TASK DIRECTIONS
Rewrite all of the material below, swapping every "Observed output" for "Returned output" and keeping everything else unchanged. Leave the pictures out of your version.

▬▬▬▬▬▬▬▬▬▬

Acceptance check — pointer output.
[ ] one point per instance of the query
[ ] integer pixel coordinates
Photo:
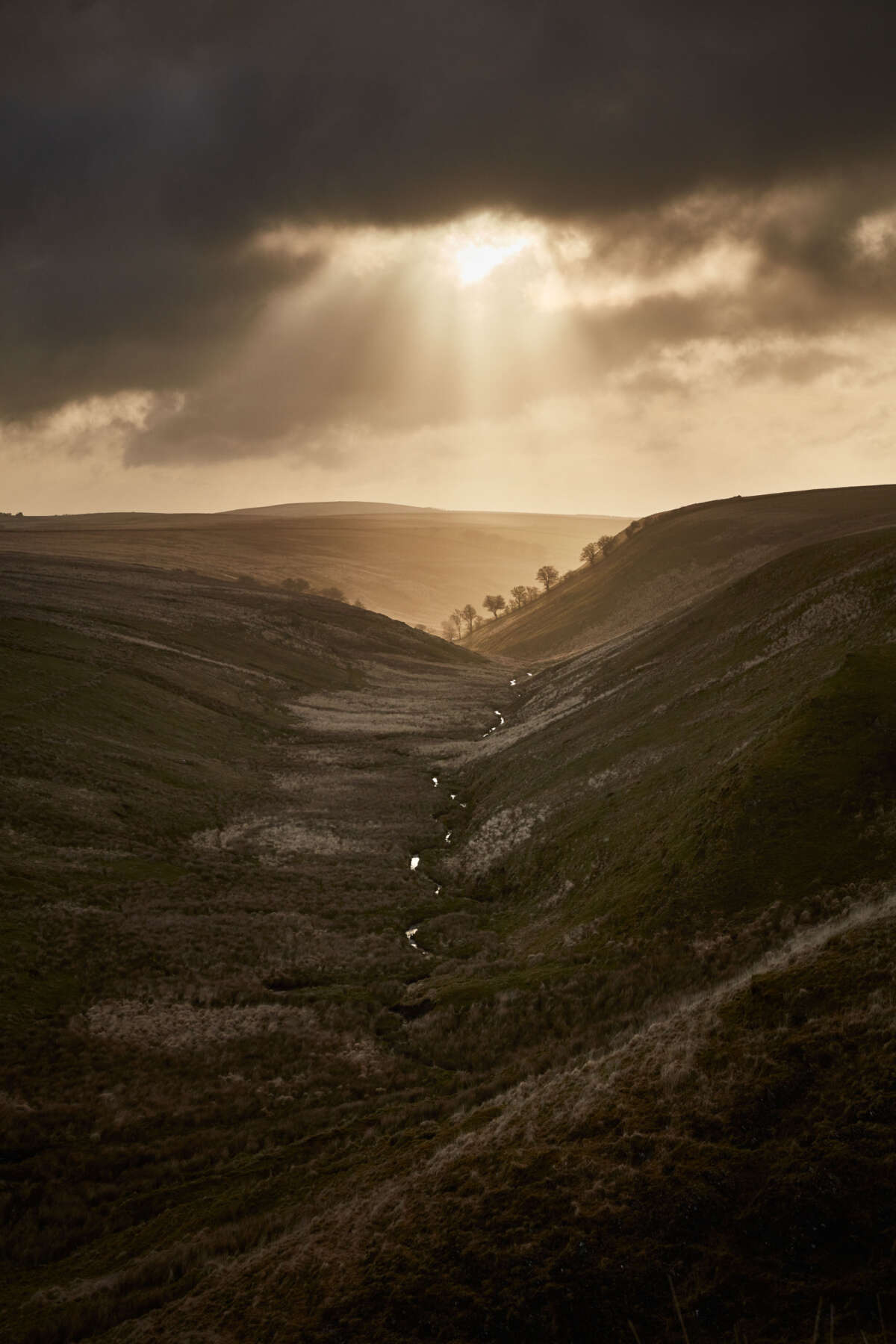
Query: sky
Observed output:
(559, 257)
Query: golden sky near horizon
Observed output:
(583, 297)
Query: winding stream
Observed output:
(415, 859)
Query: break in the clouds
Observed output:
(337, 235)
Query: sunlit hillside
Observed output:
(414, 564)
(662, 564)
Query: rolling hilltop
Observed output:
(414, 564)
(673, 558)
(363, 988)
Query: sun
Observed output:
(479, 246)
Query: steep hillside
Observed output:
(673, 558)
(461, 1004)
(415, 566)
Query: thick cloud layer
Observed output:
(144, 147)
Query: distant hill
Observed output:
(671, 559)
(327, 508)
(413, 564)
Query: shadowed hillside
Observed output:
(417, 564)
(673, 558)
(450, 1004)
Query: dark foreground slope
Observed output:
(208, 800)
(645, 1026)
(415, 566)
(671, 559)
(672, 953)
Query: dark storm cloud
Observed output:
(141, 146)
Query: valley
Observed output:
(617, 1046)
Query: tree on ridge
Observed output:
(467, 615)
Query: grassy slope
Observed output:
(676, 558)
(415, 567)
(205, 892)
(655, 1033)
(687, 850)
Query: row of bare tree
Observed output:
(464, 620)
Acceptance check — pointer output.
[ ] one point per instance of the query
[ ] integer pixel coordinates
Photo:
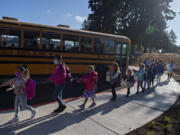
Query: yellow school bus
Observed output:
(36, 44)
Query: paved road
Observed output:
(107, 118)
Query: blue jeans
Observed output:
(57, 94)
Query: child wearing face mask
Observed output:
(160, 71)
(18, 84)
(89, 80)
(114, 79)
(58, 78)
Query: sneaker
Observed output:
(137, 92)
(82, 106)
(33, 114)
(13, 120)
(60, 109)
(92, 105)
(113, 99)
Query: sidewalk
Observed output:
(107, 118)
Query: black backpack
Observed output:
(68, 76)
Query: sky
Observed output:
(67, 12)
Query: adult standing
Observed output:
(58, 78)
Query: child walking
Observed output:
(153, 72)
(148, 77)
(58, 78)
(160, 71)
(129, 81)
(89, 80)
(114, 79)
(170, 67)
(18, 84)
(140, 78)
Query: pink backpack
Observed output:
(31, 85)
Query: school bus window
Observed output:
(71, 43)
(9, 37)
(51, 41)
(32, 39)
(124, 49)
(86, 44)
(110, 47)
(98, 45)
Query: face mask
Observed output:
(55, 62)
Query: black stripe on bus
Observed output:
(50, 57)
(56, 51)
(11, 23)
(71, 63)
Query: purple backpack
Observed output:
(31, 86)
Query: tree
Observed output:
(141, 20)
(172, 36)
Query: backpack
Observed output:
(119, 78)
(31, 86)
(68, 77)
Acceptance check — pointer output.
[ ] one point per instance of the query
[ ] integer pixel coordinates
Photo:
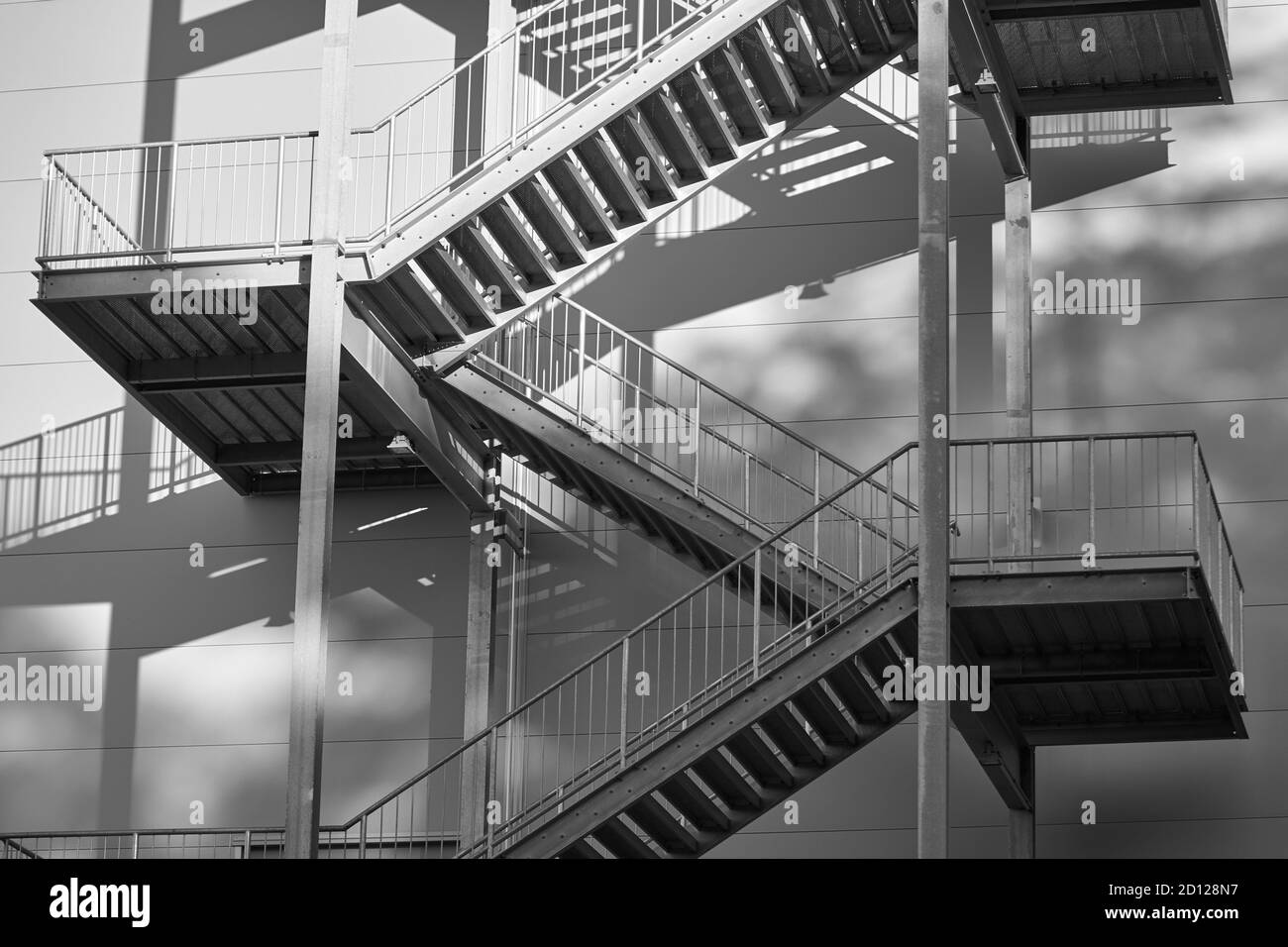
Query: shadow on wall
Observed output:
(99, 515)
(832, 201)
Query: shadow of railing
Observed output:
(71, 475)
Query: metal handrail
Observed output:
(717, 578)
(1144, 518)
(493, 352)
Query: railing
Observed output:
(179, 198)
(1098, 501)
(1136, 499)
(662, 416)
(207, 843)
(1140, 500)
(211, 198)
(579, 732)
(1098, 128)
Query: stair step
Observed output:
(549, 223)
(726, 783)
(729, 80)
(458, 287)
(832, 39)
(503, 224)
(795, 42)
(643, 158)
(618, 188)
(867, 25)
(818, 706)
(677, 141)
(855, 693)
(702, 110)
(581, 849)
(759, 759)
(686, 795)
(786, 731)
(580, 201)
(487, 264)
(621, 841)
(662, 827)
(776, 82)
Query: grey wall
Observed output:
(197, 663)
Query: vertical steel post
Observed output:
(626, 661)
(1019, 369)
(581, 363)
(697, 438)
(174, 178)
(755, 616)
(639, 34)
(1019, 423)
(277, 204)
(317, 478)
(934, 410)
(480, 673)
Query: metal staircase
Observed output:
(469, 208)
(717, 709)
(652, 445)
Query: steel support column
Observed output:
(932, 397)
(480, 674)
(317, 479)
(1022, 821)
(1019, 423)
(1019, 369)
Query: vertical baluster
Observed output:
(626, 655)
(816, 497)
(889, 495)
(697, 454)
(755, 615)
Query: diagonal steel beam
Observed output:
(995, 737)
(1060, 9)
(265, 369)
(390, 386)
(999, 106)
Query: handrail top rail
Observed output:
(232, 140)
(484, 733)
(494, 727)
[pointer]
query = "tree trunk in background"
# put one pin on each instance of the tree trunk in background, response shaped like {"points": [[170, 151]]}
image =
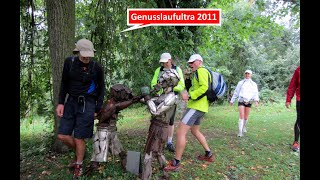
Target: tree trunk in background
{"points": [[61, 29]]}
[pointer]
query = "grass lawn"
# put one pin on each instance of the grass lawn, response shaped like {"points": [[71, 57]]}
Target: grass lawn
{"points": [[263, 153]]}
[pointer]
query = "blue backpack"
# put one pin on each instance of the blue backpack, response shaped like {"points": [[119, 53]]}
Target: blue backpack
{"points": [[217, 87]]}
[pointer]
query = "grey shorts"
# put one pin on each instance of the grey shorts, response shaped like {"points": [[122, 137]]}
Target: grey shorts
{"points": [[78, 118], [192, 117]]}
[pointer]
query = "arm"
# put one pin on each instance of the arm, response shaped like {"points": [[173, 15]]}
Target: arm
{"points": [[100, 88], [256, 93], [154, 80], [236, 93], [180, 86], [63, 88], [292, 87], [122, 105], [108, 109], [64, 81]]}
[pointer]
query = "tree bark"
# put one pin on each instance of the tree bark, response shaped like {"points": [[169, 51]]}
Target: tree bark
{"points": [[61, 30]]}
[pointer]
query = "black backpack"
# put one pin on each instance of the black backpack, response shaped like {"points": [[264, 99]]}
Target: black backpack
{"points": [[217, 87]]}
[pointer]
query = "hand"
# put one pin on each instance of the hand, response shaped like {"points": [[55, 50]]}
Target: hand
{"points": [[288, 104], [184, 95], [59, 110]]}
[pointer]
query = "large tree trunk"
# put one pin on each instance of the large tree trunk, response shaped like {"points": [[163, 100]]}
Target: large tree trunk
{"points": [[61, 29]]}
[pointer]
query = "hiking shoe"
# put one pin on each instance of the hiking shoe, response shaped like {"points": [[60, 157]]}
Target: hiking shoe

▬▬▬▬▬▬▬▬▬▬

SOLUTION FOR THIS EXERCISE
Acceptance check — pointer output.
[ ] one point per instance of the query
[ ] integer pixel coordinates
Photo:
Query: sky
Returned output:
(559, 257)
Query: golden sky near horizon
Returned output:
(583, 297)
Query: winding stream
Returned output:
(415, 859)
Query: break in the clouds
Returned output:
(337, 235)
Query: sunlit hillside
Returned output:
(414, 564)
(662, 564)
Query: rolling hilltop
Returned output:
(414, 564)
(673, 558)
(363, 988)
Query: sun
Returned output:
(479, 246)
Query: steep hillside
Returned output:
(673, 558)
(461, 1004)
(415, 566)
Query: thick cloud layer
Returned output:
(144, 147)
Query: distant hill
Returned output:
(671, 559)
(327, 508)
(413, 564)
Query: shadowed hillside
Returned output:
(417, 564)
(673, 558)
(450, 1004)
Query: dark foreground slope
Returned output:
(208, 800)
(645, 1026)
(415, 566)
(671, 559)
(672, 953)
Query: dark storm cloud
Returned output:
(141, 146)
Query: valley
Returned output:
(617, 1046)
Query: tree on ridge
Returned output:
(467, 615)
Query: grassy slope
Returned output:
(676, 558)
(415, 567)
(205, 892)
(655, 1033)
(687, 850)
Query: row of bare tree
Returned output:
(464, 620)
Acceptance check — pointer output.
[ ] one point per instance of the query
[ ] integer pixel coordinates
Photo:
Query: yellow school bus
Returned output:
(36, 44)
Query: paved road
Returned output:
(107, 118)
Query: blue jeans
Returned output:
(57, 94)
Query: child wearing face mask
Returned output:
(160, 71)
(18, 84)
(89, 80)
(114, 79)
(58, 78)
Query: sneaker
Returned output:
(137, 92)
(82, 106)
(33, 114)
(13, 120)
(60, 109)
(92, 105)
(113, 99)
Query: sidewalk
Returned output:
(107, 118)
Query: black backpack
Returned output:
(68, 76)
Query: sky
Returned output:
(67, 12)
Query: adult standing
Returned output:
(58, 78)
Query: child walking
Returned output:
(153, 72)
(148, 77)
(58, 78)
(160, 71)
(129, 81)
(89, 80)
(114, 79)
(170, 67)
(18, 84)
(140, 78)
Query: pink backpack
Returned output:
(31, 85)
Query: school bus window
Returned output:
(71, 43)
(9, 37)
(51, 41)
(32, 39)
(124, 49)
(86, 44)
(110, 47)
(98, 45)
Query: face mask
Returned output:
(55, 62)
Query: black stripe on bus
Returned output:
(50, 57)
(56, 51)
(11, 23)
(71, 63)
Query: purple backpack
Returned output:
(31, 86)
Query: tree
Returned output:
(141, 20)
(172, 36)
Query: backpack
Returned output:
(119, 78)
(31, 86)
(68, 77)
Acceptance check — pointer output.
[ ] one point per instance of the query
[ ] integer pixel coordinates
Photo:
Query: shadow on wall
Returned output:
(99, 515)
(832, 201)
Query: shadow of railing
Returned output:
(71, 475)
Query: metal handrail
Returned output:
(717, 578)
(1144, 518)
(493, 352)
Query: railing
Returned output:
(179, 198)
(1098, 501)
(1136, 499)
(662, 416)
(207, 843)
(1140, 500)
(211, 198)
(579, 732)
(1098, 128)
Query: stair step
Returned output:
(549, 223)
(726, 783)
(729, 80)
(458, 287)
(832, 39)
(503, 224)
(795, 42)
(643, 158)
(618, 188)
(867, 25)
(818, 706)
(677, 141)
(855, 693)
(702, 110)
(581, 849)
(759, 759)
(686, 795)
(786, 731)
(580, 201)
(487, 264)
(621, 841)
(662, 827)
(776, 82)
Query: grey wall
Returned output:
(197, 663)
Query: vertical steel post
Returned output:
(626, 661)
(1019, 369)
(581, 363)
(697, 438)
(174, 178)
(755, 616)
(639, 34)
(1019, 423)
(277, 204)
(317, 478)
(934, 410)
(480, 673)
Query: metal staircase
Returned output:
(469, 208)
(717, 709)
(652, 445)
Query: steel support column
Returned output:
(932, 397)
(480, 674)
(317, 479)
(1022, 821)
(1019, 423)
(1019, 369)
Query: vertical baluster
Returned output:
(626, 655)
(816, 497)
(889, 495)
(697, 454)
(755, 615)
Query: diagonal steel beam
Returned output:
(995, 737)
(1060, 9)
(265, 369)
(390, 386)
(999, 106)
Query: handrail top rail
Returned output:
(232, 140)
(484, 733)
(494, 727)
[pointer]
query = "tree trunk in background"
# put one pin on each instance of the tree trunk in background, response shaped like {"points": [[170, 151]]}
image =
Target: tree trunk in background
{"points": [[61, 29]]}
[pointer]
query = "grass lawn"
# put one pin on each instance of the grass lawn, response shaped like {"points": [[71, 57]]}
Target: grass lawn
{"points": [[263, 153]]}
[pointer]
query = "blue backpack"
# put one pin on each instance of the blue backpack, response shaped like {"points": [[119, 53]]}
Target: blue backpack
{"points": [[217, 87]]}
[pointer]
query = "grey shorts"
# put one pin on each instance of the grey shorts, response shaped like {"points": [[122, 137]]}
Target: grey shorts
{"points": [[78, 118], [192, 117]]}
[pointer]
query = "arm"
# put one pin on each instance of the arm, response shaped like {"points": [[173, 15]]}
Target: arm
{"points": [[100, 88], [256, 93], [154, 80], [236, 93], [180, 86], [63, 88], [292, 87], [122, 105], [108, 109], [64, 81]]}
[pointer]
query = "tree bark"
# put one pin on each instance of the tree bark, response shaped like {"points": [[169, 51]]}
Target: tree bark
{"points": [[61, 30]]}
[pointer]
query = "black backpack"
# put one pin on each instance of the black backpack, response shaped like {"points": [[264, 99]]}
Target: black backpack
{"points": [[217, 87]]}
[pointer]
query = "hand"
# put one pin on each instance of the hand, response shaped like {"points": [[55, 50]]}
Target: hand
{"points": [[288, 104], [184, 95], [59, 110]]}
[pointer]
query = "large tree trunk"
# put one pin on each instance of the large tree trunk, response shaped like {"points": [[163, 100]]}
Target: large tree trunk
{"points": [[61, 29]]}
[pointer]
query = "hiking shoe"
# put one pin on each instance of the hiking shoe, response shaped like {"points": [[60, 157]]}
Target: hiking shoe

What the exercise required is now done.